START Extracted information

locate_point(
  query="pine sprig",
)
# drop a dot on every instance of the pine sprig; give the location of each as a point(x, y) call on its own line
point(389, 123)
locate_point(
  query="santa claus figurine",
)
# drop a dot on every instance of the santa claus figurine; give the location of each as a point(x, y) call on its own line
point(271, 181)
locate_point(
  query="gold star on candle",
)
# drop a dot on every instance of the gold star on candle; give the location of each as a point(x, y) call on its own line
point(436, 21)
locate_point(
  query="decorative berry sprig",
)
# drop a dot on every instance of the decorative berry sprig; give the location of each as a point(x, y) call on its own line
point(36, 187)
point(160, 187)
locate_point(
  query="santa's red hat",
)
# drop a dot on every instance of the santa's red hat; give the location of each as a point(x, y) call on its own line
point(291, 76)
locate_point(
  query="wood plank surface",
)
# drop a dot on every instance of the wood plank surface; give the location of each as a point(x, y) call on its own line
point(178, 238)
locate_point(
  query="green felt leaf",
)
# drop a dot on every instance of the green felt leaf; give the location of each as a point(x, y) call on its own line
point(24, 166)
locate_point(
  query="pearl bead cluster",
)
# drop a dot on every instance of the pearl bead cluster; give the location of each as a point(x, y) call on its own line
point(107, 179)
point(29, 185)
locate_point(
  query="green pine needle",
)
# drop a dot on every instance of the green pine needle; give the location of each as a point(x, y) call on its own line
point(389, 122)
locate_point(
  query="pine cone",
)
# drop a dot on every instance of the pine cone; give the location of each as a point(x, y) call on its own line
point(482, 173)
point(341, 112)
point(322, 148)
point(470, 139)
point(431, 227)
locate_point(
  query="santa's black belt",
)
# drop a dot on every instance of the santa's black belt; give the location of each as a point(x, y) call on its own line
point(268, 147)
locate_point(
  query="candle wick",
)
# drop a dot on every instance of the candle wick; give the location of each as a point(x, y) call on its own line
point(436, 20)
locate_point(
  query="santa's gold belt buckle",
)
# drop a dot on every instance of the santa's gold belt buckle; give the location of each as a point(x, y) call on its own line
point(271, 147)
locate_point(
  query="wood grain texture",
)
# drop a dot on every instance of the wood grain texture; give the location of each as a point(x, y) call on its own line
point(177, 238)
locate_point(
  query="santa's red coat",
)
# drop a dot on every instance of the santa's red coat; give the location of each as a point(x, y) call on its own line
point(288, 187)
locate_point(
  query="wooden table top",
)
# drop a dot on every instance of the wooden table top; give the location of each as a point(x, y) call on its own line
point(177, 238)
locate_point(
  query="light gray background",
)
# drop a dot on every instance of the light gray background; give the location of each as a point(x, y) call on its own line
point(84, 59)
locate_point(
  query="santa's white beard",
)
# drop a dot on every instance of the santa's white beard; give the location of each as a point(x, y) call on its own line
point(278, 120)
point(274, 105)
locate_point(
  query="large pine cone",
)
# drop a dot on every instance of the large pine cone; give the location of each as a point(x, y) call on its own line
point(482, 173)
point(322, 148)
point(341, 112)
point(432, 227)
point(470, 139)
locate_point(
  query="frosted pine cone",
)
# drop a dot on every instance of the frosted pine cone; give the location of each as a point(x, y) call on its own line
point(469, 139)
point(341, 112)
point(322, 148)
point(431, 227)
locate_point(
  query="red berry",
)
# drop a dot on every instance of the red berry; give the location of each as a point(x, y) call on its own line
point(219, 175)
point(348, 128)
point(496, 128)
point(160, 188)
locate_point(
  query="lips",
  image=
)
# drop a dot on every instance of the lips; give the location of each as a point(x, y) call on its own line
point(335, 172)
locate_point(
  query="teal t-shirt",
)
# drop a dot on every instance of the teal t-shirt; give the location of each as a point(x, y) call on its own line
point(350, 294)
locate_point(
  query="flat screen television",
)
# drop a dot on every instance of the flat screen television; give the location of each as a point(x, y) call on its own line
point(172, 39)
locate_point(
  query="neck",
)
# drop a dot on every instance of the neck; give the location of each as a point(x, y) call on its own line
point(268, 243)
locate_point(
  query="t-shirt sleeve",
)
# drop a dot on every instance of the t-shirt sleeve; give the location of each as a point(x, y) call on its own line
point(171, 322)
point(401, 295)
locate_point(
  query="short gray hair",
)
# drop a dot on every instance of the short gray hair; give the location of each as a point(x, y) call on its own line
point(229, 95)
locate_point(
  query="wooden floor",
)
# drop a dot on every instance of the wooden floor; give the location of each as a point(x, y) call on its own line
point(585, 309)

END Extracted information

- _What to produce_
Copy the material above back out, exactly as written.

- _Your solution_
locate_point(
  query="pine sprig",
)
# drop a dot on every instance of the pine sprig; give the location of each as a point(x, y) call on its own line
point(389, 123)
locate_point(
  query="santa claus figurine",
)
# drop a dot on every instance of the santa claus figurine; give the location of each as a point(x, y) call on its own line
point(271, 181)
locate_point(
  query="gold star on candle",
)
# drop a dot on every instance of the gold star on candle; give the location of each as a point(x, y) call on its own line
point(436, 21)
locate_point(
  query="decorative berry sprig",
)
# drop a dot on every instance of the decorative berry sprig; give the location of each as a point(x, y) call on its own line
point(36, 187)
point(160, 187)
locate_point(
  query="santa's red hat",
)
# drop a dot on every instance of the santa's red hat; give the location of each as a point(x, y) call on its own line
point(291, 76)
locate_point(
  query="wood plank surface",
)
# drop a dot on every instance of the wood plank surface; give the location of each as a point(x, y) call on its own line
point(178, 238)
locate_point(
  query="green felt leaf",
)
# drop a dot on every instance of the green felt leaf; give the location of each as a point(x, y) call on its own line
point(24, 166)
locate_point(
  query="pearl bead cluster",
)
# drop a dot on every instance of the pearl bead cluster; give the location of each as a point(x, y) call on its own line
point(107, 179)
point(29, 185)
locate_point(
  query="green pine needle",
)
# drop a dot on every instance of the green pine needle; give the location of each as a point(x, y) call on its own line
point(389, 122)
locate_point(
  query="pine cone",
)
# drop a dot on every instance of the pine cone; give the location of each as a point(x, y) call on its own line
point(482, 173)
point(341, 112)
point(322, 148)
point(470, 139)
point(431, 227)
locate_point(
  query="santa's black belt",
)
# drop a dot on every instance of the santa's black belt; give the location of each as a point(x, y) call on its own line
point(268, 147)
locate_point(
  query="candle wick",
)
# drop a dot on every instance of the candle wick; give the location of each as a point(x, y) call on its own line
point(436, 20)
locate_point(
  query="santa's gold belt buckle",
)
# drop a dot on every instance of the santa's gold belt buckle; give the location of each as a point(x, y) call on its own line
point(271, 147)
locate_point(
  query="wood grain texture",
)
# drop a dot on every instance of the wood grain texture; give the location of each as a point(x, y) call on its own line
point(177, 238)
locate_point(
  query="santa's red coat",
)
# drop a dot on every instance of the santa's red coat; give the location of each as a point(x, y) call on its own line
point(288, 187)
locate_point(
  query="wooden table top",
)
# drop a dot on every instance of the wooden table top; give the location of each as a point(x, y) call on its own line
point(177, 238)
locate_point(
  query="light gray background",
)
# drop a dot on every instance of the light gray background; give the location of each as a point(x, y) call on its own line
point(84, 59)
locate_point(
  query="santa's white beard",
)
# drop a dot on every instance of the santa's white beard; give the location of each as a point(x, y) call on its own line
point(278, 120)
point(274, 105)
locate_point(
  query="large pine cone",
)
# drop a dot on every instance of the large pine cone; give the location of each as a point(x, y) call on its own line
point(482, 173)
point(322, 148)
point(341, 112)
point(432, 227)
point(470, 139)
locate_point(
  query="frosted pine cone",
)
# drop a dot on every instance of the frosted pine cone; give the location of each as a point(x, y) call on its own line
point(469, 139)
point(341, 112)
point(322, 148)
point(431, 227)
locate_point(
  query="red berry",
)
# drop a dot on every instance of the red berry; give the location of each as a point(x, y) call on its own line
point(219, 175)
point(348, 128)
point(496, 128)
point(160, 188)
locate_point(
  query="lips",
  image=
)
# drop a dot on every instance of the lips; give the location of each as a point(x, y) call on its own line
point(335, 172)
locate_point(
  query="teal t-shirt",
)
# drop a dot on every instance of the teal t-shirt; give the location of each as a point(x, y) call on its own line
point(350, 294)
locate_point(
  query="flat screen television",
)
# drop a dot on every instance of the flat screen television; give the location of each as a point(x, y) call on its own line
point(172, 39)
locate_point(
  query="neck",
)
# drop a dot on every instance of the neck; give the location of each as a point(x, y) call on its own line
point(268, 243)
locate_point(
  query="t-shirt sleeve",
)
# drop a dot on every instance of the t-shirt sleeve; give the location of each as a point(x, y) call on its own line
point(171, 322)
point(401, 295)
locate_point(
  query="short gray hair",
)
# drop a dot on every instance of the short gray hair; give the location of each as a point(x, y) call on its own line
point(229, 95)
locate_point(
  query="wooden floor",
)
# drop a dot on every instance of the wooden floor; give the location of each as a point(x, y) call on its own line
point(585, 309)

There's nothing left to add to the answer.